[Labeled-object pointing entries]
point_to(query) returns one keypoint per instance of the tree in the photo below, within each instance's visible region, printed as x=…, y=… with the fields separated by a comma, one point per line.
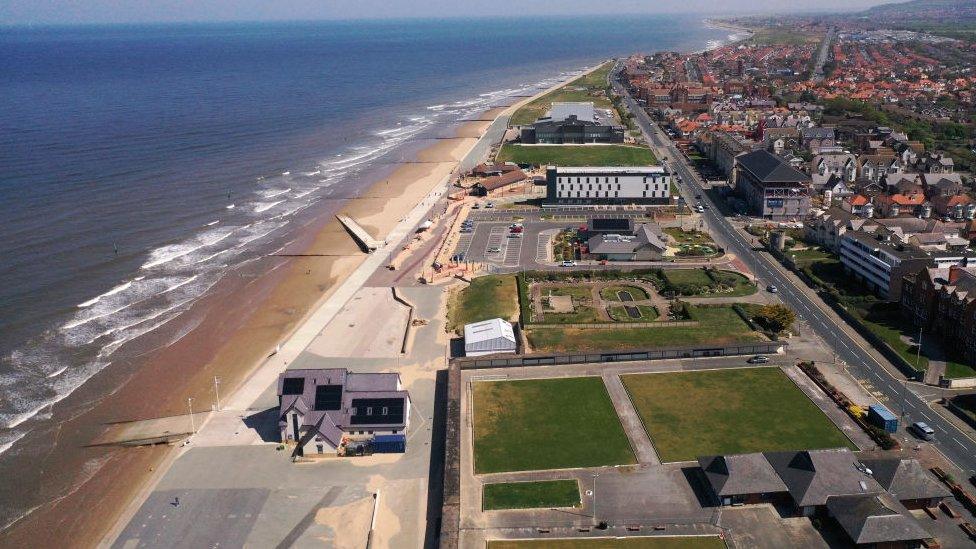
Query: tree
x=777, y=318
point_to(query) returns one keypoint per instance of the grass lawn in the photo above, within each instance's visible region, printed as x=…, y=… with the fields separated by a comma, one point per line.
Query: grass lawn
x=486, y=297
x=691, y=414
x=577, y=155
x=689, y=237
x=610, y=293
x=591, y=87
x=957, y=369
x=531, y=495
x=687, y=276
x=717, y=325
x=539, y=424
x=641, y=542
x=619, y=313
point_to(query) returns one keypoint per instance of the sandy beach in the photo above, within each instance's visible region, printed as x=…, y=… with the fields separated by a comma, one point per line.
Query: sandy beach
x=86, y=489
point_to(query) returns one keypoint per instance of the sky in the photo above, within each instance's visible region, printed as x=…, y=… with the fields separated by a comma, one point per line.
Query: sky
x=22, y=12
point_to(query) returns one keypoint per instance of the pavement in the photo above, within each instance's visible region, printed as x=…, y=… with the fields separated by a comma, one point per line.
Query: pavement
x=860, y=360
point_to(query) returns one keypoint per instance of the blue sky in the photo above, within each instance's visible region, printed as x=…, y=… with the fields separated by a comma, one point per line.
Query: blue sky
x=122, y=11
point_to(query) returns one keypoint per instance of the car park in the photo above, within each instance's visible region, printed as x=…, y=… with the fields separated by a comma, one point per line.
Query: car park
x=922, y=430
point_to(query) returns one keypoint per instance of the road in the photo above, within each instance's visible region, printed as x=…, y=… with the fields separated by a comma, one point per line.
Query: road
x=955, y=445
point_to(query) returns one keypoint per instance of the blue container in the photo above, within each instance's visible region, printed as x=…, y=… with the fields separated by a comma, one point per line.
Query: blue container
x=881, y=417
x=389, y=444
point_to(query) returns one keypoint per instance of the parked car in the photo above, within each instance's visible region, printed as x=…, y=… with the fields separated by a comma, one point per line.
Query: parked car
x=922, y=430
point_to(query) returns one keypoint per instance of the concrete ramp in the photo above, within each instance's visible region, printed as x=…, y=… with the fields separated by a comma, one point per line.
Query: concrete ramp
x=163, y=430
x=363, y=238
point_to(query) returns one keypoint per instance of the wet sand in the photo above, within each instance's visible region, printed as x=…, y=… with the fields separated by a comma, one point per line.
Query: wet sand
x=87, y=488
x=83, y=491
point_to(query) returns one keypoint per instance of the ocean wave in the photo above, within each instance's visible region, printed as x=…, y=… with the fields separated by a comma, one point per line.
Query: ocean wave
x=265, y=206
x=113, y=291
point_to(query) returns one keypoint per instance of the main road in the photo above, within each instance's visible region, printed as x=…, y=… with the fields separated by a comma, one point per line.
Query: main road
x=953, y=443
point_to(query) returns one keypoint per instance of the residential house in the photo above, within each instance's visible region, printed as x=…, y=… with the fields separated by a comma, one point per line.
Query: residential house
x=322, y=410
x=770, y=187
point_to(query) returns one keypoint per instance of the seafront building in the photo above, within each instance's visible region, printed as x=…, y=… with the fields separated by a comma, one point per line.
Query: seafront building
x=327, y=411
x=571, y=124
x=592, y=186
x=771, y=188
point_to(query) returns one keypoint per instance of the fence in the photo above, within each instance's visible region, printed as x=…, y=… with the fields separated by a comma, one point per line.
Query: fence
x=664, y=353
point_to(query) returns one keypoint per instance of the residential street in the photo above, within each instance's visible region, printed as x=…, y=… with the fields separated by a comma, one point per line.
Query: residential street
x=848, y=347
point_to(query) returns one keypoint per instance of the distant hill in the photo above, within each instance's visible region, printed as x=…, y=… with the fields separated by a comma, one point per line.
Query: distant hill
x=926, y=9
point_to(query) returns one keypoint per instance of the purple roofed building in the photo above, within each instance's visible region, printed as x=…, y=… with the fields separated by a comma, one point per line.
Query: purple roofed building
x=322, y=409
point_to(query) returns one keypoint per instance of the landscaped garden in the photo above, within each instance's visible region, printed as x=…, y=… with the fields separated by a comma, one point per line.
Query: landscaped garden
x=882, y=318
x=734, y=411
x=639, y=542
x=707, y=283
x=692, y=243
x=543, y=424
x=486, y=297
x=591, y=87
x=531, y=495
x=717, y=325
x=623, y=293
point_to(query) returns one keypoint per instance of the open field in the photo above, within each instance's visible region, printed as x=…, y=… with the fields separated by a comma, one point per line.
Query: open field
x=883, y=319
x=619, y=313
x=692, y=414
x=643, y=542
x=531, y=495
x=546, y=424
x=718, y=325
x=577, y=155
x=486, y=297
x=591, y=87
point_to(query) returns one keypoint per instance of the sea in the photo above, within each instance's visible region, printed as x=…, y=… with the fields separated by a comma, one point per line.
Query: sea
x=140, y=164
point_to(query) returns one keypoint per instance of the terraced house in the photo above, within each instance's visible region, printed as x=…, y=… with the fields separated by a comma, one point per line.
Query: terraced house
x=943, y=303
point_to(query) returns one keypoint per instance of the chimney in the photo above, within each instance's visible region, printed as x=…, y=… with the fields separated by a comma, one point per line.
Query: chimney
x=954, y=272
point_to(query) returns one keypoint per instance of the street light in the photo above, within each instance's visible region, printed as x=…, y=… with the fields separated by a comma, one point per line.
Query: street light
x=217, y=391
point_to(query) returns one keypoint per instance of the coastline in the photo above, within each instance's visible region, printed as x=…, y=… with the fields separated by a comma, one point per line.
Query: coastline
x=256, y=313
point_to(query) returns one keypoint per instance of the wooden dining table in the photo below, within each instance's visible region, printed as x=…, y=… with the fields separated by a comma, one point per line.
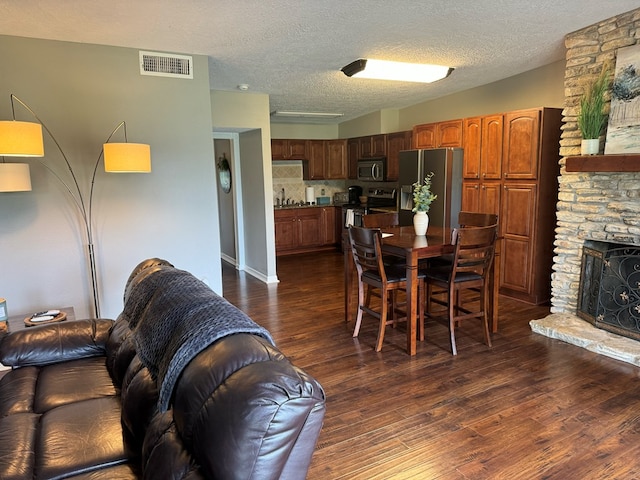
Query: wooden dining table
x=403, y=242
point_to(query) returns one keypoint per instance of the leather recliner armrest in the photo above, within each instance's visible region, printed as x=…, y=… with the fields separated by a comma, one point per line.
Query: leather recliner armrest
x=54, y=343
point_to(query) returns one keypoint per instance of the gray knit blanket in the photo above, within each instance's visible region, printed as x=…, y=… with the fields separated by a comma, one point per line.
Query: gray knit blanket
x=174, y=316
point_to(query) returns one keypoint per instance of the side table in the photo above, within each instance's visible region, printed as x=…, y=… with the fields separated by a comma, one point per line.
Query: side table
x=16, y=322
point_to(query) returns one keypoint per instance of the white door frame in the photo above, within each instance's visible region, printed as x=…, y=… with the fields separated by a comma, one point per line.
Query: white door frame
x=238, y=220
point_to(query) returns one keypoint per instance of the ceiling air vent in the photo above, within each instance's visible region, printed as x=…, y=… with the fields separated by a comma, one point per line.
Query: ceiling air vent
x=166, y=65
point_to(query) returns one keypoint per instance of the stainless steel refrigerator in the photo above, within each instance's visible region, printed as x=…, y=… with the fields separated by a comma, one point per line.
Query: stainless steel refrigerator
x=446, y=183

PROBLEM TO WORK ON ▸ Copy exactly the lines from the one containing "point_to(query) returns one keypoint per instance of the gray" through the last line of the records, both included, and nothing else.

WORKED ANSWER ▸
point_to(query) returns one keypoint per instance of the gray knit blanket in the photo above, within each instance's visible region, printed as x=…, y=… with the fields separated by a comma, one point per line.
Query: gray knit blanket
x=174, y=316
point_to(query) returns one keypoint per instance of the side table in the photo above, within each instance's visible region, printed as x=…, y=… with the fields separated by a comma, one point per line.
Query: side table
x=16, y=322
point_to(query) returns one keypoint per instance of the white door frame in the photo above, within each instance's visible region, printed as x=…, y=… with the fields separated by a comma, one point per line.
Query: white door frame
x=238, y=220
point_to(query) returns one keypoint per instance of the ceiling air vent in the photo above, within each instance's visible region, printed as x=…, y=… with the fields separated by a comma, one point per line.
Query: ceiling air vent
x=166, y=65
point_to(query) returns one keypoint per instance of the stainless steel refrigerator in the photo above, within each instance's visible region, printed as x=…, y=… with the fields separated by a comma, one point per line.
Query: stainless steel refrigerator
x=446, y=183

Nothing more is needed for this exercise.